Prompt: When writing out the listing below, reproduce every word exactly and skip the pictures.

====== Data records

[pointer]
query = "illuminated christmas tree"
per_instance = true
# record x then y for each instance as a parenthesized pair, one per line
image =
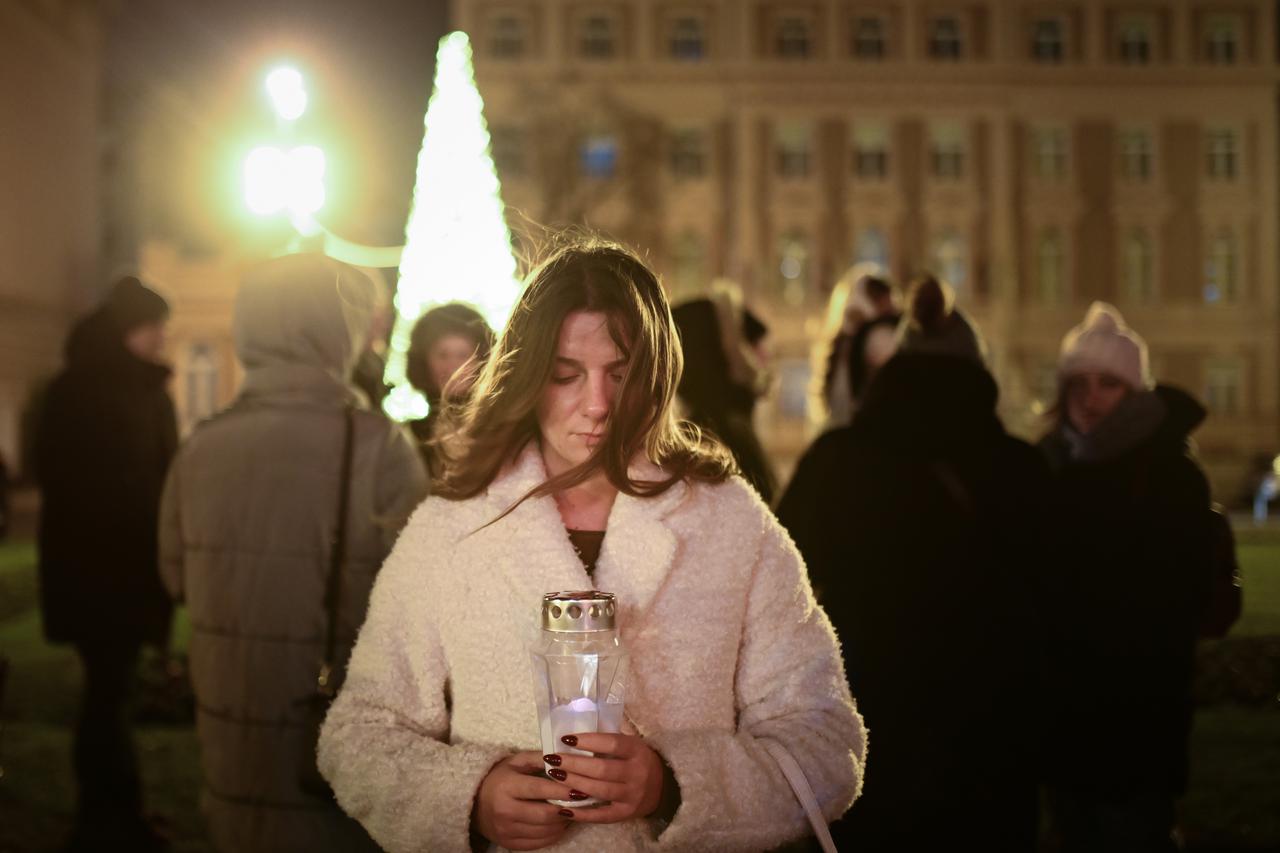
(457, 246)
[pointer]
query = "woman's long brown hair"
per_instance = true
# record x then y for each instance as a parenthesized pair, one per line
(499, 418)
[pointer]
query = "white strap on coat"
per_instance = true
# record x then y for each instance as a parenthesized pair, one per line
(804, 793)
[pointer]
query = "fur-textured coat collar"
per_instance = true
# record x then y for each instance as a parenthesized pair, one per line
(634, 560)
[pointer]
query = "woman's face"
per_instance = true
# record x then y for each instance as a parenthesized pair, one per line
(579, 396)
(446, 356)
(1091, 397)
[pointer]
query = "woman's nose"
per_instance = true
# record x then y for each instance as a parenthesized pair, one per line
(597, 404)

============

Exercise output:
[pointer]
query = "illuminated christmas tree"
per_instance = true
# record x then y for each instance as a parenthesized pair, one per line
image =
(457, 246)
[pointer]
query = "woman's long brown hair"
per_instance = true
# record x then y for each instance as a parenthesized pair, one per line
(499, 418)
[pointer]
query = "white strap on coat"
per_instance = true
# record x then y for each instance as a parenthesized pair, one per line
(804, 793)
[pointer]
query = "fur-textured coat collar"
per_instance = true
# record x then y for each instance as a parenthesized pair, one per line
(634, 560)
[pointer]
query = "woman's face"
per_instance = true
# record x then y for each instance as a parenthesized pair, one per line
(579, 396)
(446, 356)
(1091, 397)
[pointer]
query = "woman's nose"
per_instance = true
# record x then y for each instance as a parenthesized pair, one per line
(597, 404)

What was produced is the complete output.